MATERIAL TO PROCESS:
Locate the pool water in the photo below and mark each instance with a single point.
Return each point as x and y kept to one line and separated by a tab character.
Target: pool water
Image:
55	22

SHORT TASK:
Find every line in the records above that contains the string "point", and copy each line in full.

RESPONSE TO THE EXERCISE:
Locate the pool water in the photo below and mark each instance with a single point.
Return each point as x and y kept to one line and separated by a tab character.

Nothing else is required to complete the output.